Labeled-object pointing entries
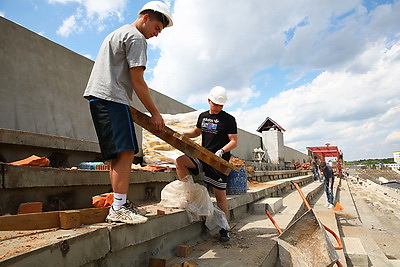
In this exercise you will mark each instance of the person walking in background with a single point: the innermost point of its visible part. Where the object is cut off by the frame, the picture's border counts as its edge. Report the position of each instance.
(328, 183)
(117, 72)
(218, 130)
(315, 165)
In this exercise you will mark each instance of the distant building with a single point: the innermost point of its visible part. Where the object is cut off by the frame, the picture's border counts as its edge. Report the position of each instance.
(396, 156)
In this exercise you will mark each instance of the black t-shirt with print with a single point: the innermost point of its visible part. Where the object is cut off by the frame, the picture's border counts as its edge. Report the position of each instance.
(215, 129)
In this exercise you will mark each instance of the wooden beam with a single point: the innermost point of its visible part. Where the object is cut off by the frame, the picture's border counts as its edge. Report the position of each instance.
(183, 143)
(51, 219)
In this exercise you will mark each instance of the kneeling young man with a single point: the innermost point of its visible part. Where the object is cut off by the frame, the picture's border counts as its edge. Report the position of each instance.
(218, 130)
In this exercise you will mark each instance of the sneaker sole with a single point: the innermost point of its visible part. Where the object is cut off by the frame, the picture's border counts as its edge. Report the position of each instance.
(126, 221)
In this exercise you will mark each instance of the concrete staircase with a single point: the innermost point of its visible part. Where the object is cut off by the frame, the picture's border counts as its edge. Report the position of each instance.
(116, 244)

■ **EXERCISE OBJECTIVE**: Each record above should be copied character for character, with pictures dropped.

■ **RESPONSE TO THE TASK**:
In this exercise you will mark each instance of the person walking in background with a single point: the innermost point of its visible part. Where the object is cut off by the frame, the picture's border counts as its edge. Report the position of each instance.
(328, 183)
(117, 72)
(218, 130)
(315, 165)
In this exercise you will mark each instance of the distant building with a single point: the innermost point of its visible part. Where the object is cut off by the frame, the picture's border counts as its edge. Report the position of each instance.
(396, 156)
In this exercise you will mark each instance of the black t-shirt with print with a single point: the innermost point of its visible part. Where the object is cut off by the frame, the picture's border counts as its edge. Report the position of each instance.
(215, 129)
In this exercise you will mark each instance of the wooden beam with a single point: the innermost point of its visible part. Where the object is cut off by the frame, the picture's border counts as its edge. Report the position of each instance.
(183, 143)
(51, 219)
In this exercise you will mark each instance of the kneeling young man with a single point: the innermost point of its visible part. Where the object is cut off by the frame, the picture's border counts as its edge. Report the position of each instance.
(218, 130)
In this exercise you will mark each instance of the sneaker sole with a single point: the innermost point of its visible part. Where the object is cut off by the frame, the picture's border counts as its edge. Report the position of each instance.
(126, 221)
In this exercise you will mark each instance of the concrete staircase with a single point: the innermost point of its visible part. Where the object is cut off by the frame, the picture's border counts as its edge. Report the position of each instance.
(116, 244)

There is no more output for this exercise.